Team Guano F.C. said...


You don't know me, but you probably know of me (for better or worse). Keep up the battle!!! Believe it or not, there ARE people rooting for you!!! The Blog world is a bit one sided!!! You are doing great...thank you for all your reflections!!! I had to take a break from all the blogs that profess "the real thing." I haven't posted for a while...but you deserved it!!! I'm praying for you and you thoughts!!!

gemoftheocean said...

Hi! Thanks for the encouragement! I always felt like I can't be "the only one out there." I really am happy for the people who can now go to the TLM without persecution -- it has much to recommend it, honestly. ESPECIALLY for those who take the time to learn their Latin and do the "homework" which probably many of the bloggers here who prefer that form of the Mass do. [The problem, if there would be one would be those who are a bit lazy in their study -- i.e. a public who would go because it's pretty, i.e. which is fine to a point, but are intellectually on the lazy side, as human nature takes over a number of people, people tend towards inertia.]

And yes, I have see you in the blogosphere, thanks for stopping by.

WhiteStoneNameSeeker said...

I love that painting. It really does tell it like it is. I have used it with my older children to explain Mass and the Book of Rev.

I am also putting together some of these paintings for teaching the younger ones about their faith-and about art at the same time. I lean towards Icons because they tell stories so beautifully, but the more I look at the old masters the more I realise they KNEW Scripture and understood the teachings of the Church very well indeed.

Data supplied:

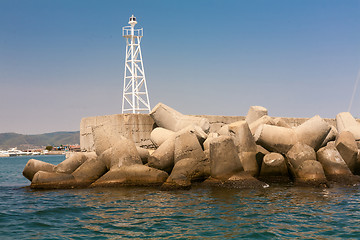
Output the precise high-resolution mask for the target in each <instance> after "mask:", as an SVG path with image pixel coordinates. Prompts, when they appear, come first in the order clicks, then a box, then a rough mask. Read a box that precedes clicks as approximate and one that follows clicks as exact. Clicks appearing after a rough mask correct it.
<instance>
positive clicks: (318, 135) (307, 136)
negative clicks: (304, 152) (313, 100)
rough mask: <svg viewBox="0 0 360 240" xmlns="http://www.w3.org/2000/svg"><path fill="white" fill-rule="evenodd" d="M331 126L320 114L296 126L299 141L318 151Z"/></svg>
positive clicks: (296, 132) (329, 129) (296, 129)
mask: <svg viewBox="0 0 360 240" xmlns="http://www.w3.org/2000/svg"><path fill="white" fill-rule="evenodd" d="M330 129H331V127H330V125H329V124H327V123H326V122H325V121H324V120H323V119H322V118H321V117H320V116H319V115H316V116H314V117H312V118H310V119H309V120H307V121H305V122H304V123H303V124H301V125H300V126H298V127H296V128H295V133H296V136H297V139H298V141H299V142H302V143H305V144H307V145H309V146H310V147H312V148H313V149H314V150H315V151H317V150H318V149H319V148H320V147H321V145H322V143H323V141H324V139H325V138H326V136H327V135H328V133H329V131H330Z"/></svg>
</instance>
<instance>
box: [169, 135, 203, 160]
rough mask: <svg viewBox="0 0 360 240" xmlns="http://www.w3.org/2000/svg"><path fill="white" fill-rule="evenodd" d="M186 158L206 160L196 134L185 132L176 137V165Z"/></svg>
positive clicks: (176, 136) (174, 151)
mask: <svg viewBox="0 0 360 240" xmlns="http://www.w3.org/2000/svg"><path fill="white" fill-rule="evenodd" d="M185 158H194V159H197V160H203V159H205V154H204V152H203V149H202V147H201V146H200V143H199V141H198V139H197V137H196V136H195V134H194V133H190V132H185V133H183V134H180V135H178V136H176V137H175V151H174V163H175V164H176V163H177V162H178V161H180V160H182V159H185Z"/></svg>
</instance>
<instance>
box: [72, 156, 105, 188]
mask: <svg viewBox="0 0 360 240" xmlns="http://www.w3.org/2000/svg"><path fill="white" fill-rule="evenodd" d="M107 171H108V169H107V167H106V165H105V163H104V162H103V161H102V160H101V158H99V157H93V158H89V159H88V160H86V161H85V162H84V163H83V164H82V165H81V166H80V167H78V168H77V169H76V170H75V171H74V172H73V173H72V175H73V176H74V178H75V180H76V182H77V184H78V185H79V186H81V187H84V186H88V185H90V184H91V183H93V182H95V181H96V180H97V179H98V178H100V177H101V176H102V175H104V174H105V173H106V172H107Z"/></svg>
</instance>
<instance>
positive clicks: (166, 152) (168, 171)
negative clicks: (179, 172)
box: [148, 137, 175, 173]
mask: <svg viewBox="0 0 360 240" xmlns="http://www.w3.org/2000/svg"><path fill="white" fill-rule="evenodd" d="M174 152H175V138H173V137H172V138H169V139H168V140H166V141H165V142H164V143H163V144H161V145H160V147H159V148H158V149H156V150H155V151H154V152H153V153H152V154H151V155H150V157H149V158H148V166H149V167H153V168H156V169H160V170H163V171H165V172H168V173H170V172H171V170H172V169H173V167H174Z"/></svg>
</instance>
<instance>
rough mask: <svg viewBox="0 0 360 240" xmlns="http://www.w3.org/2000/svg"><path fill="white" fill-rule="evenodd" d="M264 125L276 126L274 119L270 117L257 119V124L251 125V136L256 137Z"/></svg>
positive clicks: (254, 123)
mask: <svg viewBox="0 0 360 240" xmlns="http://www.w3.org/2000/svg"><path fill="white" fill-rule="evenodd" d="M264 124H267V125H276V124H275V122H274V120H273V119H272V117H270V116H268V115H265V116H262V117H261V118H259V119H257V120H256V121H255V122H252V123H251V124H249V128H250V131H251V134H252V135H255V133H256V130H257V129H258V128H259V127H260V126H262V125H264Z"/></svg>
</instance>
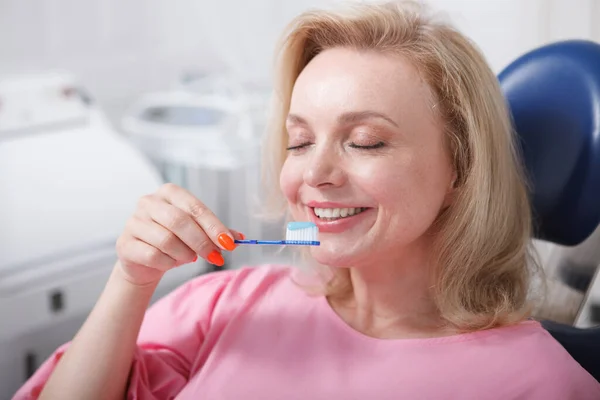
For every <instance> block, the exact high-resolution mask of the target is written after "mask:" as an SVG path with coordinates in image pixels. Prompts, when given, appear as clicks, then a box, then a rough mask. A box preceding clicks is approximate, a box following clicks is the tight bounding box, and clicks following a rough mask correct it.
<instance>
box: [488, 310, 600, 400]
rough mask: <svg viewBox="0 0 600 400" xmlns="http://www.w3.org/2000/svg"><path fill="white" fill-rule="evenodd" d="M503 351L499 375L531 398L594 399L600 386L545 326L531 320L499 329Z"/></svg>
mask: <svg viewBox="0 0 600 400" xmlns="http://www.w3.org/2000/svg"><path fill="white" fill-rule="evenodd" d="M497 334H498V336H499V339H501V342H502V343H503V344H502V352H501V353H497V354H498V355H497V358H498V361H500V362H499V363H497V366H498V368H501V369H502V371H498V373H500V374H502V375H504V376H505V377H507V379H508V380H510V381H512V382H513V384H514V383H518V384H517V385H515V386H513V385H511V386H512V387H514V388H515V389H517V390H518V391H519V392H520V393H522V394H523V395H525V394H526V395H527V396H528V397H527V398H531V399H538V398H539V399H542V398H543V399H573V400H588V399H589V400H592V399H599V398H600V384H599V383H598V382H597V381H596V380H595V379H594V378H593V377H592V376H591V375H590V374H589V373H588V372H587V371H585V370H584V369H583V368H582V367H581V366H580V365H579V364H578V363H577V362H576V361H575V360H574V359H573V358H572V357H571V356H570V355H569V353H568V352H567V351H566V350H565V349H564V348H563V347H562V346H561V345H560V343H558V342H557V341H556V340H555V339H554V338H553V337H552V336H551V335H550V334H549V333H548V331H546V330H545V329H544V328H543V327H542V326H541V324H539V323H537V322H534V321H528V322H525V323H522V324H519V325H517V326H513V327H508V328H502V329H499V330H498V333H497Z"/></svg>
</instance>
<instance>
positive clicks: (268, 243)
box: [234, 240, 321, 246]
mask: <svg viewBox="0 0 600 400" xmlns="http://www.w3.org/2000/svg"><path fill="white" fill-rule="evenodd" d="M234 243H235V244H274V245H279V246H282V245H294V246H319V245H320V244H321V242H318V241H314V240H311V241H308V240H303V241H302V240H234Z"/></svg>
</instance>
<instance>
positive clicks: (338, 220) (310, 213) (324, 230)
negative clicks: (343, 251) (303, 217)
mask: <svg viewBox="0 0 600 400" xmlns="http://www.w3.org/2000/svg"><path fill="white" fill-rule="evenodd" d="M325 204H327V205H325ZM331 204H334V205H331ZM316 207H317V208H321V207H322V208H357V207H352V206H345V205H343V206H340V205H337V204H336V203H318V205H317V206H316ZM313 208H314V207H311V209H310V210H309V211H308V213H309V214H310V220H311V222H313V223H314V224H315V225H317V228H318V229H319V233H341V232H344V231H347V230H349V229H352V228H353V227H355V226H357V225H359V224H360V223H361V222H363V221H365V220H366V219H368V218H371V213H373V212H375V209H374V208H367V209H366V210H365V211H363V212H361V213H358V214H355V215H353V216H351V217H345V218H340V219H338V220H336V221H325V220H322V219H320V218H319V217H317V215H316V214H315V211H314V210H313Z"/></svg>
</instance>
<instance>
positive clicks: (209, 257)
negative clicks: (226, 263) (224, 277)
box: [206, 250, 225, 267]
mask: <svg viewBox="0 0 600 400" xmlns="http://www.w3.org/2000/svg"><path fill="white" fill-rule="evenodd" d="M206 259H207V260H208V262H209V263H211V264H214V265H216V266H218V267H222V266H223V264H225V260H224V259H223V256H222V255H221V253H219V252H218V251H217V250H213V251H212V252H211V253H210V254H209V255H208V257H206Z"/></svg>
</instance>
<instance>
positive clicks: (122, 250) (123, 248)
mask: <svg viewBox="0 0 600 400" xmlns="http://www.w3.org/2000/svg"><path fill="white" fill-rule="evenodd" d="M117 247H118V252H119V258H120V259H121V260H122V261H125V262H128V263H132V264H137V265H142V266H145V267H149V268H154V269H158V270H161V271H168V270H169V269H171V268H173V267H175V266H176V265H177V261H176V260H174V259H173V258H171V257H169V256H168V255H166V254H164V253H163V252H162V251H160V250H159V249H157V248H156V247H154V246H151V245H149V244H148V243H145V242H143V241H141V240H139V239H136V238H134V237H133V236H127V237H125V238H124V239H122V240H120V241H119V242H118V243H117Z"/></svg>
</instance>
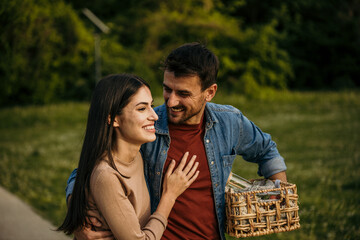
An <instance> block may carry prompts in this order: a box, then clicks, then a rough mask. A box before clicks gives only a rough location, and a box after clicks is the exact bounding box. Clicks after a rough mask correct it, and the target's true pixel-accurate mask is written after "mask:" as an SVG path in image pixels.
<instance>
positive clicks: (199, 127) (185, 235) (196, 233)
mask: <svg viewBox="0 0 360 240" xmlns="http://www.w3.org/2000/svg"><path fill="white" fill-rule="evenodd" d="M204 124H205V123H204V119H203V120H202V121H201V123H200V124H197V125H173V124H169V131H170V137H171V142H170V148H169V151H168V155H167V159H166V162H165V167H164V172H166V170H167V167H168V165H169V163H170V161H171V160H172V159H175V160H176V162H177V165H178V164H179V162H180V160H181V158H182V156H183V155H184V153H185V152H187V151H188V152H189V159H188V161H189V160H190V158H191V157H192V156H193V155H196V156H197V158H196V161H197V162H199V167H198V170H199V171H200V174H199V176H198V178H197V179H196V180H195V182H194V183H193V184H192V185H191V186H190V187H189V188H188V189H186V190H185V192H184V193H183V194H181V195H180V196H179V197H178V198H177V199H176V202H175V205H174V207H173V209H172V211H171V213H170V216H169V218H168V225H167V228H166V230H165V232H164V235H163V237H162V239H169V240H175V239H191V240H196V239H220V234H219V230H218V224H217V218H216V212H215V206H214V196H213V189H212V185H211V179H210V170H209V165H208V162H207V158H206V154H205V147H204V142H203V141H204V133H205V128H204V126H205V125H204Z"/></svg>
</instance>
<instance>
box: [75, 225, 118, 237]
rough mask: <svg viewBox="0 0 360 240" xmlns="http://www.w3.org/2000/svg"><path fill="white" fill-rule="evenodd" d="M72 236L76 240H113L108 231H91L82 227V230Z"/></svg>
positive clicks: (111, 234)
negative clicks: (97, 239) (74, 238)
mask: <svg viewBox="0 0 360 240" xmlns="http://www.w3.org/2000/svg"><path fill="white" fill-rule="evenodd" d="M74 236H75V239H76V240H92V239H101V240H113V239H115V238H114V237H113V235H112V233H111V232H110V231H109V230H105V231H93V230H92V229H91V227H90V226H89V227H83V228H82V229H80V230H77V231H75V232H74Z"/></svg>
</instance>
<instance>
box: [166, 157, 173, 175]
mask: <svg viewBox="0 0 360 240" xmlns="http://www.w3.org/2000/svg"><path fill="white" fill-rule="evenodd" d="M174 168H175V160H174V159H173V160H171V163H170V164H169V166H168V170H167V171H166V175H167V176H170V175H171V174H172V173H173V171H174Z"/></svg>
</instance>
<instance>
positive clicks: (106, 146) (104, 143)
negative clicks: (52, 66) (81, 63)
mask: <svg viewBox="0 0 360 240" xmlns="http://www.w3.org/2000/svg"><path fill="white" fill-rule="evenodd" d="M142 86H146V87H148V88H149V89H150V87H149V85H148V84H147V83H146V82H145V81H144V80H143V79H141V78H140V77H138V76H135V75H130V74H114V75H109V76H107V77H104V78H103V79H101V80H100V81H99V83H98V84H97V85H96V87H95V90H94V93H93V96H92V99H91V104H90V109H89V115H88V121H87V126H86V132H85V138H84V143H83V146H82V150H81V155H80V161H79V166H78V170H77V176H76V180H75V185H74V190H73V193H72V196H71V199H70V203H69V207H68V211H67V214H66V217H65V220H64V222H63V223H62V225H61V226H60V227H59V228H58V229H57V230H58V231H64V232H65V233H66V234H68V235H70V234H72V233H73V232H74V231H75V230H76V229H78V228H79V227H82V226H84V225H85V221H86V218H85V217H86V212H87V209H88V208H89V205H88V200H87V193H88V192H89V190H90V177H91V173H92V171H93V169H94V167H95V166H96V165H97V163H98V162H99V160H100V159H101V158H103V157H105V156H107V158H108V159H109V162H110V164H111V166H112V167H113V168H114V169H116V167H115V163H114V160H113V158H112V154H111V150H112V147H113V146H114V144H115V142H114V140H113V131H114V129H113V123H114V119H115V117H116V116H117V115H119V114H121V111H122V109H123V108H124V107H125V106H126V105H127V104H128V103H129V102H130V98H131V97H132V96H133V95H134V94H135V93H136V92H137V91H138V90H139V88H141V87H142ZM109 116H110V123H109V122H108V119H109Z"/></svg>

Instructions:
**a)** Please list the names of everyone who posts in the blog comments.
**b)** Pick up the blog comments after their last sentence and continue them.
The rows come from a different source than the blog comments.

Answers per task:
**a)** Team Guano F.C., gemoftheocean, WhiteStoneNameSeeker

**b)**
gemoftheocean said...

WSNS: You betcha. I find it ironic in looking back that it was only in college (public colleges at that) that outside of that 6-7th grade nun (when I was 11-12 years old) the only time I was formally exposed to Christian art was in the Italian Renaissance Art History I took my last year in college and much later a year of art history at a local college, just for fun.

I did have a book when I was young that explained some famous works of art, and it was good for the level I was at at the time -- for instance a good photo of the art in question on one side and a good explanation of the work in question, why it was famous, a little of the history and or controversy if any of why it was significant. and that sparked an interest in me - plus a few of those art museum visits once in a while - but it was definitely something I sought out. It would have been easy to avoid the subject entirely, which would have been a loss.

It's a mystery to me, especially as you say given the rich heritage of Christian art available. If they managed to put a little Catholic history in our history books, why on earth didn't they manage to throw in the famous art in the religion books? Much better than the touchy-feely "this is you getting a group hug" shots the modern religious texts are riff with. I love the icons too. A little art history thrown in steadily over the years would do a lot of kids a lot of good in their overall education.

Mulier Fortis said...

Just thought I'd let you know... you've been tagged for this meme! (Payback time, Karen dear!!)